■ The problem: Output the full listing word for word.

■ Record extracts:
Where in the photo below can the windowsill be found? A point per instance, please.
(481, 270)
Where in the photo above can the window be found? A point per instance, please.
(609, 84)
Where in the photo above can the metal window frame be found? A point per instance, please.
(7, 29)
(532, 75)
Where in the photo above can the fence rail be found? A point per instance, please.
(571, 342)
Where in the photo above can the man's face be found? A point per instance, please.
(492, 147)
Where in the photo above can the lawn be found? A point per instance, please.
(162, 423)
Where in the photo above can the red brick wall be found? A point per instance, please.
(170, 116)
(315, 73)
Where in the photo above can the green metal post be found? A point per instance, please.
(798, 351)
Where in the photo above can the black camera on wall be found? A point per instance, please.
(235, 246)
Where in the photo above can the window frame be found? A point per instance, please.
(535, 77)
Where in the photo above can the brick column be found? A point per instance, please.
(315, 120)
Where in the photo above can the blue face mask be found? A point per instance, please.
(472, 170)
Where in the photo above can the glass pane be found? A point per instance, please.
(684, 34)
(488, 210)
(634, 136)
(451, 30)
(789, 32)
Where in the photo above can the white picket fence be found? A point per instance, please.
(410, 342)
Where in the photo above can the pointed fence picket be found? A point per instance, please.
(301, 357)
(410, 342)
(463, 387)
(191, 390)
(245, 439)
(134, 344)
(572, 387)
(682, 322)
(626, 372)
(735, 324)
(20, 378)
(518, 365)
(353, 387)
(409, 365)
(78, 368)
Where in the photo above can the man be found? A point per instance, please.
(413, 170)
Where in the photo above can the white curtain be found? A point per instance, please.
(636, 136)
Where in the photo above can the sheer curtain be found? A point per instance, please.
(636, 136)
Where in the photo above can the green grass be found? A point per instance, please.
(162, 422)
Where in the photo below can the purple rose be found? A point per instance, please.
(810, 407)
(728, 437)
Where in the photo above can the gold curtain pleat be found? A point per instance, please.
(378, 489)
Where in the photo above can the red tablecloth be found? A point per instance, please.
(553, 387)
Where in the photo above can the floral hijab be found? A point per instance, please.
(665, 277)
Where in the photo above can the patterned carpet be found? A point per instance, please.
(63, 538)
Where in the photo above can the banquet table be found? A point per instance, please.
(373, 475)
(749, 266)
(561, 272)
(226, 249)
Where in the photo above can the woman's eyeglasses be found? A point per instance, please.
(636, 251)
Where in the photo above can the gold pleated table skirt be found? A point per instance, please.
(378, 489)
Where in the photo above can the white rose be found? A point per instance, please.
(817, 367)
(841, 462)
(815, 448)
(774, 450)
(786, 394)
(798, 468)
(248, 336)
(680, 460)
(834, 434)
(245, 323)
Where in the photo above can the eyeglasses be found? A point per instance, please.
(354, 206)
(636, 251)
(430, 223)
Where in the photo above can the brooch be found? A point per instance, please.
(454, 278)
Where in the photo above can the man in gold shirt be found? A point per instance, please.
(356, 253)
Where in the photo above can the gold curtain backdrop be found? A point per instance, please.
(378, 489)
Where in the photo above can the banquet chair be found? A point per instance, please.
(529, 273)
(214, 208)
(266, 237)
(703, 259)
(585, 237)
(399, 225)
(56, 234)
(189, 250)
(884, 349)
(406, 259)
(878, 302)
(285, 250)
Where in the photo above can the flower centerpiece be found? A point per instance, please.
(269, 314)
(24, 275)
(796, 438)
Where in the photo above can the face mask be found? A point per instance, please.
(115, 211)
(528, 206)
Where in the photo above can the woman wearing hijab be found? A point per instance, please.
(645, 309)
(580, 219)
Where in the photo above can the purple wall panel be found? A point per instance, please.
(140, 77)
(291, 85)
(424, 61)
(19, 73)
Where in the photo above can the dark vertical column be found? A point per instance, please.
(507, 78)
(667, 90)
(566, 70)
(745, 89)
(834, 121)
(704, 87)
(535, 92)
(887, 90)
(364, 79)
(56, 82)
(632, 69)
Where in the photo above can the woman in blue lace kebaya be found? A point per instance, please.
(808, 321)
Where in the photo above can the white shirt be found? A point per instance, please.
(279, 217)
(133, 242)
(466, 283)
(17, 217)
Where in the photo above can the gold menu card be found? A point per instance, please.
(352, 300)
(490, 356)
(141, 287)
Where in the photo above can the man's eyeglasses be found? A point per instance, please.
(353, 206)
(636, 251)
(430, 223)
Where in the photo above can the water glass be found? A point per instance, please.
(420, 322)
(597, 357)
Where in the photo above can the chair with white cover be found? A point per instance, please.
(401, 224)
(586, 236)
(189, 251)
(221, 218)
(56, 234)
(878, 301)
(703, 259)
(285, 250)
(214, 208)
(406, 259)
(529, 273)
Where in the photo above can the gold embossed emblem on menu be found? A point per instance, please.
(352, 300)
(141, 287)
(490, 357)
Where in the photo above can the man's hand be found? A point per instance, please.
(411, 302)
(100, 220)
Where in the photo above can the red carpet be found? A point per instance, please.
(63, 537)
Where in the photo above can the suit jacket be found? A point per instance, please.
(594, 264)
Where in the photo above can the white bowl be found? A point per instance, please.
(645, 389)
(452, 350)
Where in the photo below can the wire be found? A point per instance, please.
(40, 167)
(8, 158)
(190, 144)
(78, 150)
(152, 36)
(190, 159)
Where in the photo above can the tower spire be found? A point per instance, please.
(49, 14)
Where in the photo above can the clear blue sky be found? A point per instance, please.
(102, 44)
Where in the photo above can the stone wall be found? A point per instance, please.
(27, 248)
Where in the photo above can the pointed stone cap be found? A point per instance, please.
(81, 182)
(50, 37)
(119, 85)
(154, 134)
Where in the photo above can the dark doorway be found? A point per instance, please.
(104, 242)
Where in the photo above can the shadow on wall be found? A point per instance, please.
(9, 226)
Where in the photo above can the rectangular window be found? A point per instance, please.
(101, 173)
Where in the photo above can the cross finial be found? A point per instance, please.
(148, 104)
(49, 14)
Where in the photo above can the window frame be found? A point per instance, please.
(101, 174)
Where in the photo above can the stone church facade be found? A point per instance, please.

■ Answer in full:
Where in the photo below can the windowsill be found? A point per instance, please.
(481, 270)
Where in the photo above can the window be found? A point per instance, please.
(609, 84)
Where in the photo above can the metal window frame be found? A point per instance, please.
(7, 29)
(532, 75)
Where in the photo above can the fence rail be found? A point per instance, please.
(571, 342)
Where in the photo above can the man's face be found? A point per instance, please.
(492, 147)
Where in the photo above can the lawn be found? A point per instance, please.
(162, 423)
Where in the photo above can the red brick wall be found? A point per instance, please.
(170, 116)
(315, 73)
Where in the photo above can the green metal post be found? A point per instance, please.
(798, 351)
Where in the photo above can the black camera on wall be found? A point per instance, please.
(235, 246)
Where in the photo above can the window frame be found? A point per instance, please.
(535, 77)
Where in the photo above can the brick column be found? A point per instance, please.
(315, 120)
Where in the photo above can the blue face mask be found? A point per instance, please.
(472, 170)
Where in the photo above can the glass pane be found? A point per instance, please.
(684, 34)
(488, 210)
(634, 136)
(451, 30)
(789, 32)
Where in the photo above can the white picket fence be found? A point per instance, please.
(410, 342)
Where in the photo above can the pointed fence picket be found? A point per instance, please.
(301, 357)
(410, 342)
(463, 387)
(191, 390)
(245, 439)
(134, 344)
(572, 387)
(682, 322)
(626, 372)
(735, 324)
(20, 378)
(518, 365)
(353, 387)
(409, 365)
(78, 368)
Where in the photo above can the man be found? A point per instance, please.
(413, 170)
Where in the photo above can the white curtain be found? A point per instance, please.
(636, 136)
Where in the photo above can the sheer curtain be found? A point per instance, please.
(636, 136)
Where in the photo above can the green grass be found? A point per instance, please.
(162, 422)
Where in the photo below can the purple rose be found? A point per instance, please.
(810, 407)
(728, 437)
Where in the photo above can the gold curtain pleat be found? A point per instance, please.
(378, 489)
Where in the photo above can the red tablecloth be found? A point per instance, please.
(553, 387)
Where in the photo above can the floral hijab be found? A point per instance, please.
(665, 277)
Where in the photo above can the patterned carpet be found? A point per instance, please.
(63, 538)
Where in the photo above can the banquet table be found? A point per instance, please.
(373, 475)
(749, 266)
(561, 272)
(226, 249)
Where in the photo above can the woman's eyeglasses be found? A point per instance, please.
(636, 251)
Where in the photo above can the gold pleated table skirt be found? A point per instance, please.
(378, 489)
Where in the photo above can the white rose be found? A point per instance, please.
(817, 367)
(841, 462)
(815, 448)
(774, 450)
(786, 394)
(798, 468)
(248, 336)
(680, 460)
(834, 434)
(245, 323)
Where in the photo above can the eyeglasses be found? A point per instance, please.
(354, 206)
(636, 251)
(430, 223)
Where in the photo above can the brooch be found? A point per instance, please.
(454, 278)
Where in the photo above can the man in gold shirt be found? A point per instance, please.
(356, 253)
Where in the photo above can the gold curtain backdrop be found? A point per instance, please.
(378, 489)
Where in the photo above can the banquet chair be found? A point per instance, please.
(529, 273)
(214, 208)
(266, 237)
(703, 259)
(585, 237)
(399, 225)
(56, 234)
(189, 250)
(884, 349)
(406, 259)
(878, 302)
(285, 250)
Where in the photo above can the flower centerpiece be found? A point per instance, please.
(269, 314)
(24, 275)
(796, 438)
Where in the photo above can the face mask be found? A point per instance, please.
(115, 211)
(528, 206)
Where in the photo above can the woman wearing hijab be found? A point per instance, please.
(645, 309)
(580, 219)
Where in the photo above can the purple wall panel be found? A point per instance, please.
(140, 77)
(291, 85)
(424, 61)
(19, 73)
Where in the photo above can the dark vertical column be found? A point per instance, please.
(507, 78)
(667, 90)
(566, 70)
(745, 89)
(834, 121)
(704, 87)
(535, 92)
(887, 90)
(364, 79)
(56, 82)
(632, 69)
Where in the photo above can the woman in blue lace kebaya be found? A point per instance, please.
(808, 321)
Where in the photo above can the white shirt be found? A point per instance, please.
(279, 217)
(133, 242)
(466, 283)
(17, 217)
Where in the photo above can the gold menu card be found? A point per instance, please.
(352, 300)
(490, 356)
(141, 287)
Where in the photo above can the man's eyeglasses be found? A point per instance, please.
(353, 206)
(636, 251)
(430, 223)
Where in the photo above can the water glass be found? A point per instance, please.
(420, 322)
(597, 357)
Where in the photo above can the chair with white cover be found? A point per instance, please.
(401, 224)
(586, 236)
(189, 251)
(221, 218)
(56, 234)
(878, 301)
(703, 259)
(285, 250)
(214, 208)
(406, 259)
(529, 273)
Where in the photo above can the gold embossed emblem on menu be found? A point per instance, please.
(352, 300)
(141, 287)
(490, 357)
Where in the photo above can the man's hand be found? A point per instance, please.
(411, 302)
(100, 220)
Where in the photo above can the red carpet be found? A point per instance, please.
(63, 537)
Where in the photo above can the suit jacket be found? A point per instance, please.
(594, 264)
Where in the photo above can the white bowl be found? A point per instance, please.
(645, 389)
(452, 350)
Where in the photo below can the wire be found? A point per instance, please.
(40, 167)
(8, 158)
(190, 144)
(78, 150)
(152, 36)
(190, 159)
Where in the photo above can the tower spire be found? A point per instance, please.
(49, 14)
Where in the photo above can the clear blue sky be found? A point per instance, please.
(102, 44)
Where in the photo above can the stone wall be found? A point per instance, please.
(27, 248)
Where in the photo above can the pointed stone cap be found? A point per instance, please.
(81, 182)
(50, 37)
(119, 85)
(154, 134)
Where in the photo above can the dark doorway be found? A point per instance, please.
(104, 242)
Where in the photo above can the shadow on wall be found? A point per instance, please.
(9, 226)
Where in the photo above can the rectangular window be found? A point per instance, please.
(101, 173)
Where in the photo above can the cross finial be found? A point per instance, please.
(148, 104)
(49, 14)
Where in the photo above can the window frame be found? A point per instance, please.
(101, 174)
Where in the photo above can the stone church facade be found? A point per instance, please.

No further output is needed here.